Work instructions :: Pull every line from the listing below and reproduce each one verbatim, with nothing changed.

________________________

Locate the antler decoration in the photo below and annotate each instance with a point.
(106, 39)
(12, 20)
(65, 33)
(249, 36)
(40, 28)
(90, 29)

________________________

Answer ::
Locate the antler decoration in the photo below and annotate each instance with a point.
(106, 39)
(12, 20)
(65, 33)
(249, 36)
(40, 28)
(90, 29)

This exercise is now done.